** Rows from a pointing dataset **
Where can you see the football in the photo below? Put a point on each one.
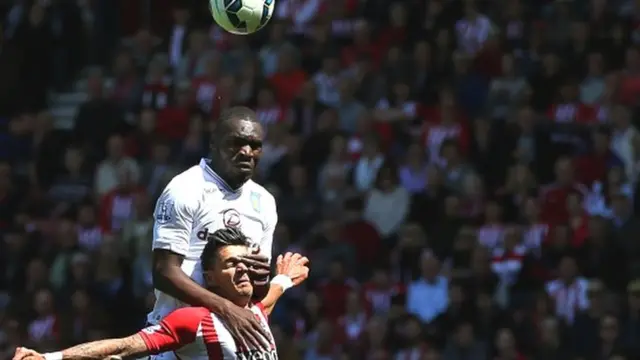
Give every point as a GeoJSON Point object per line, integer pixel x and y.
{"type": "Point", "coordinates": [242, 17]}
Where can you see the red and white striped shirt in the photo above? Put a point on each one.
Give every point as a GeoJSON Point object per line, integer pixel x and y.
{"type": "Point", "coordinates": [196, 333]}
{"type": "Point", "coordinates": [569, 299]}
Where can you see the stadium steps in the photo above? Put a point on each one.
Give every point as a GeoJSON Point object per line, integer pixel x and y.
{"type": "Point", "coordinates": [64, 106]}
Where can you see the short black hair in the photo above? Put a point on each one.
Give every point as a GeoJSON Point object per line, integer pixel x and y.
{"type": "Point", "coordinates": [236, 113]}
{"type": "Point", "coordinates": [219, 239]}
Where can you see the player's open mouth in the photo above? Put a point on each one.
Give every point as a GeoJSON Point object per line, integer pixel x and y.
{"type": "Point", "coordinates": [245, 165]}
{"type": "Point", "coordinates": [244, 279]}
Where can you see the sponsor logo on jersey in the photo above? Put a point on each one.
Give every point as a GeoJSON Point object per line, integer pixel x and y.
{"type": "Point", "coordinates": [231, 218]}
{"type": "Point", "coordinates": [204, 235]}
{"type": "Point", "coordinates": [257, 355]}
{"type": "Point", "coordinates": [151, 329]}
{"type": "Point", "coordinates": [255, 201]}
{"type": "Point", "coordinates": [164, 211]}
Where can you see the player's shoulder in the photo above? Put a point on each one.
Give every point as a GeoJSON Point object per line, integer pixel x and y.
{"type": "Point", "coordinates": [189, 313]}
{"type": "Point", "coordinates": [186, 318]}
{"type": "Point", "coordinates": [187, 182]}
{"type": "Point", "coordinates": [264, 197]}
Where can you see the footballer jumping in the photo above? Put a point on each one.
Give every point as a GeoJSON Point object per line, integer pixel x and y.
{"type": "Point", "coordinates": [194, 332]}
{"type": "Point", "coordinates": [218, 193]}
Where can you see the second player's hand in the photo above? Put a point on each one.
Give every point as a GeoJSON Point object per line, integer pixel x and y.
{"type": "Point", "coordinates": [259, 267]}
{"type": "Point", "coordinates": [23, 353]}
{"type": "Point", "coordinates": [294, 266]}
{"type": "Point", "coordinates": [245, 327]}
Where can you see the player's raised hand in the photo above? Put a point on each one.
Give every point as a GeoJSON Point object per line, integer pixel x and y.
{"type": "Point", "coordinates": [294, 266]}
{"type": "Point", "coordinates": [245, 327]}
{"type": "Point", "coordinates": [259, 268]}
{"type": "Point", "coordinates": [23, 353]}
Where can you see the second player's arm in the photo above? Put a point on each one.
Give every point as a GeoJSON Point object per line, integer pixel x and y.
{"type": "Point", "coordinates": [269, 301]}
{"type": "Point", "coordinates": [130, 347]}
{"type": "Point", "coordinates": [173, 225]}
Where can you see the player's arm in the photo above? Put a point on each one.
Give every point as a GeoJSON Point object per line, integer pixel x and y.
{"type": "Point", "coordinates": [129, 347]}
{"type": "Point", "coordinates": [173, 224]}
{"type": "Point", "coordinates": [260, 262]}
{"type": "Point", "coordinates": [175, 331]}
{"type": "Point", "coordinates": [291, 270]}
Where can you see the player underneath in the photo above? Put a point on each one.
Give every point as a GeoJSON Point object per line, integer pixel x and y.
{"type": "Point", "coordinates": [215, 194]}
{"type": "Point", "coordinates": [194, 332]}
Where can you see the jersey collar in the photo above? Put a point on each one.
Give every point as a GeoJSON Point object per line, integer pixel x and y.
{"type": "Point", "coordinates": [211, 175]}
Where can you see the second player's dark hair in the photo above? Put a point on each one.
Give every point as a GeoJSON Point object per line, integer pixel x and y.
{"type": "Point", "coordinates": [232, 114]}
{"type": "Point", "coordinates": [220, 238]}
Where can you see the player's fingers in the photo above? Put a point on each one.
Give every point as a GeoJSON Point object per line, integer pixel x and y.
{"type": "Point", "coordinates": [263, 335]}
{"type": "Point", "coordinates": [241, 340]}
{"type": "Point", "coordinates": [303, 260]}
{"type": "Point", "coordinates": [295, 258]}
{"type": "Point", "coordinates": [287, 257]}
{"type": "Point", "coordinates": [253, 337]}
{"type": "Point", "coordinates": [257, 257]}
{"type": "Point", "coordinates": [255, 263]}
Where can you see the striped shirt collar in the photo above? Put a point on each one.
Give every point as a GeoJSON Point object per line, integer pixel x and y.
{"type": "Point", "coordinates": [211, 175]}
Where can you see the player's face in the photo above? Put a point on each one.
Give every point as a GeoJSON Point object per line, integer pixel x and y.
{"type": "Point", "coordinates": [240, 149]}
{"type": "Point", "coordinates": [231, 276]}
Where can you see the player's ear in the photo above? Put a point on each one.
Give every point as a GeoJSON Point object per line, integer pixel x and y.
{"type": "Point", "coordinates": [209, 279]}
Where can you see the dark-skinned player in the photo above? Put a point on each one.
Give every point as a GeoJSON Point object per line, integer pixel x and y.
{"type": "Point", "coordinates": [214, 194]}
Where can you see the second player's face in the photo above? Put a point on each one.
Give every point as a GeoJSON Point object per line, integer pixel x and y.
{"type": "Point", "coordinates": [241, 149]}
{"type": "Point", "coordinates": [231, 275]}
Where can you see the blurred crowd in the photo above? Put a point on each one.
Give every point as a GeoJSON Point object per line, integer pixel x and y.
{"type": "Point", "coordinates": [463, 174]}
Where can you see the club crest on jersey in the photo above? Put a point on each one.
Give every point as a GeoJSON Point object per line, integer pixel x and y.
{"type": "Point", "coordinates": [164, 211]}
{"type": "Point", "coordinates": [255, 201]}
{"type": "Point", "coordinates": [231, 218]}
{"type": "Point", "coordinates": [257, 355]}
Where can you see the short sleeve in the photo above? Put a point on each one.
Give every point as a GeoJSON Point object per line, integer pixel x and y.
{"type": "Point", "coordinates": [173, 220]}
{"type": "Point", "coordinates": [271, 220]}
{"type": "Point", "coordinates": [178, 329]}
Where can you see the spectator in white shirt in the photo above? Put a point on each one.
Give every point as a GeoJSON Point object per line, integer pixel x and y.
{"type": "Point", "coordinates": [568, 291]}
{"type": "Point", "coordinates": [473, 30]}
{"type": "Point", "coordinates": [428, 296]}
{"type": "Point", "coordinates": [387, 206]}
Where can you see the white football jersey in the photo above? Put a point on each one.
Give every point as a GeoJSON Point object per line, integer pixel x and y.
{"type": "Point", "coordinates": [193, 206]}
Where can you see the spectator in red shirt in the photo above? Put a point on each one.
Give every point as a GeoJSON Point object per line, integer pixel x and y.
{"type": "Point", "coordinates": [380, 293]}
{"type": "Point", "coordinates": [156, 90]}
{"type": "Point", "coordinates": [116, 206]}
{"type": "Point", "coordinates": [554, 196]}
{"type": "Point", "coordinates": [363, 236]}
{"type": "Point", "coordinates": [173, 120]}
{"type": "Point", "coordinates": [595, 165]}
{"type": "Point", "coordinates": [335, 290]}
{"type": "Point", "coordinates": [289, 79]}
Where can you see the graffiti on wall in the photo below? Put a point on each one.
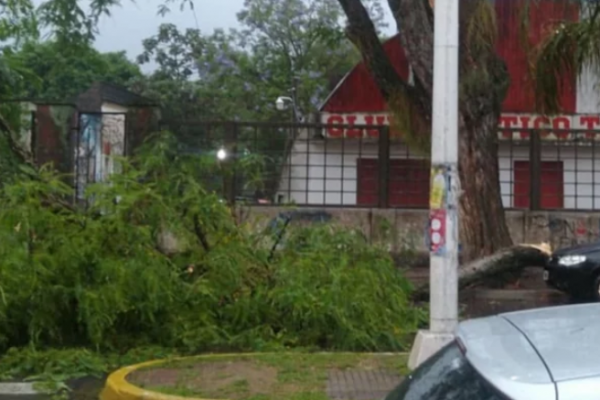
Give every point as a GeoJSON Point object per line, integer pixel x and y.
{"type": "Point", "coordinates": [101, 138]}
{"type": "Point", "coordinates": [567, 231]}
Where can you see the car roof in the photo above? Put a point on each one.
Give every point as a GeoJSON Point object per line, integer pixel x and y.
{"type": "Point", "coordinates": [535, 349]}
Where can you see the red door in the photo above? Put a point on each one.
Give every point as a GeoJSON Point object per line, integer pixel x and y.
{"type": "Point", "coordinates": [551, 185]}
{"type": "Point", "coordinates": [367, 182]}
{"type": "Point", "coordinates": [409, 183]}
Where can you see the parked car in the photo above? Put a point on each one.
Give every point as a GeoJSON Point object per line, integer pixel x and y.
{"type": "Point", "coordinates": [541, 354]}
{"type": "Point", "coordinates": [575, 271]}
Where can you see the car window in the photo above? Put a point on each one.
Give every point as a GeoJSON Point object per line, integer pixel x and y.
{"type": "Point", "coordinates": [446, 376]}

** INSTRUCTIONS TO FOLLOW **
Return the line that contains "Where can you see the car roof" and all lines after it, verbatim, and nothing else.

** THE RESPONSE **
Where can you see the car roof in the photo above? Put a point on each one.
Give every point as a GeoJSON Point object per line, integer pixel x and y.
{"type": "Point", "coordinates": [535, 349]}
Where can you see the red door in the photo above? Put a point on each one.
Give every point as a GeoJSON Point object per line, integer pixel x and y.
{"type": "Point", "coordinates": [551, 185]}
{"type": "Point", "coordinates": [367, 182]}
{"type": "Point", "coordinates": [409, 183]}
Where can you see the parked car in the photo above? Put a point on each one.
Give every point as a GeoJSON Point object per line, integer pixel x and y.
{"type": "Point", "coordinates": [541, 354]}
{"type": "Point", "coordinates": [575, 271]}
Where can you see the car window in the photo above? Put a point on each one.
Give every point as a GeoJSON Point object per line, integer pixel x and y.
{"type": "Point", "coordinates": [446, 376]}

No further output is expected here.